Document section:
★ ★ ★ ★

All endpoints except POST /v1/account require Authorization: Bearer bg_YOUR_KEY.

TypeScript users: generate full types from the live OpenAPI spec — npx openapi-typescript@latest https://gvnr.dev/openapi.json -o types/gvnr.d.ts. See TYPESCRIPT.md for the integration pattern (typed fetch, x402 topups, discriminated response unions).

Account & top-up

MethodPathDescription
POST/v1/accountProvision account — returns api_key
GET/v1/account/balanceRemaining governance-op quota (operations_remaining)
GET/v1/packs/:pack/infoPublic — preset details, USDC address, raw amount
POST/v1/account/topup-verify/:packSubmit tx hash → verify on-chain → credit (proportional to amount received)
POST/v1/account/topup?usd=<amount>x402-gated pay-as-you-go top-up — name your amount (min $1, max $100)
POST/v1/account/topup/:packx402-gated preset top-up (machine clients)

Budget

MethodPathDescription
POST/v1/budget/clearClearance call — approve or deny
POST/v1/budget/reconcileApply estimate-vs-actual drift to the envelope
PUT/v1/budget/envelopeCreate or update agent spend cap
GET/v1/budget/envelope/:agent_idRead envelope state
DELETE/v1/budget/envelope/:agent_idDelete an agent's envelope

Rate · Idempotency · Approval

MethodPathDescription
PUT/v1/rate/envelopeSet a per-(agent, provider, model) RPM share
POST/v1/rate/checkRuntime rate check — allowed flag, retry_after_ms on denial
POST/v1/idempotency/checkDedupe on a caller-supplied key — is_first_call
POST/v1/approval/requestOpen a human approval request — returns approval_id
GET/v1/approval/check/:approval_idPoll decision: pending / approved / denied / timeout

Clearance response

{ "approved": true, "remaining_usd": 4.994, "operations_remaining": 18999 }
{ "approved": false, "remaining_usd": 0, "reason": "envelope_exceeded" }

Denial reasons: no_credits (op quota exhausted) · no_envelope (agent has no envelope) · envelope_exceeded

Status codes

A denial is not an HTTP error — it's a 200 with a flag, so check the body, not the status:

SituationHTTPBody
budget_clear / rate_check allow or deny200{ approved/allowed: true | false, ... }
Top-up requires payment402x402 challenge (in the payment-required header; see Billing)

★ ★ ★ ★

To do:
1. Answer from the API reference:
(a) Which endpoint does not require the Authorization bearer header?
(b) What are the minimum and maximum amounts for the pay-as-you-go top-up?
(c) What HTTP status code comes back when a clearance or rate check is denied?
2. Reproduce the API reference word for word between "TypeScript users: generate" and "to amount received)", inclusive.
The lines after the API reference aren't needed for anything here.

Material provided:
★ ★ ★ ★

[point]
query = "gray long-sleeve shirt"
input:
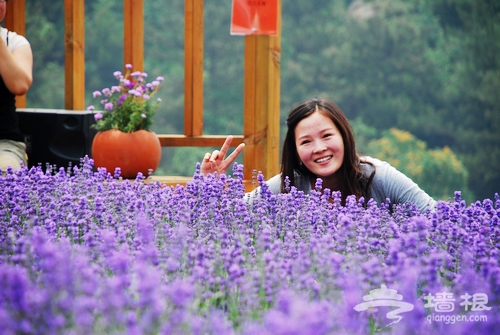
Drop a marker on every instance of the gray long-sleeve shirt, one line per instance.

★ ★ ★ ★

Responses in order:
1.
(a) POST /v1/account
(b) $1 minimum, $100 maximum
(c) 200

2.
TypeScript users: generate full types from the live OpenAPI spec — npx openapi-typescript@latest https://gvnr.dev/openapi.json -o types/gvnr.d.ts. See TYPESCRIPT.md for the integration pattern (typed fetch, x402 topups, discriminated response unions).

Account & top-up

MethodPathDescription
POST/v1/accountProvision account — returns api_key
GET/v1/account/balanceRemaining governance-op quota (operations_remaining)
GET/v1/packs/:pack/infoPublic — preset details, USDC address, raw amount
POST/v1/account/topup-verify/:packSubmit tx hash → verify on-chain → credit (proportional to amount received)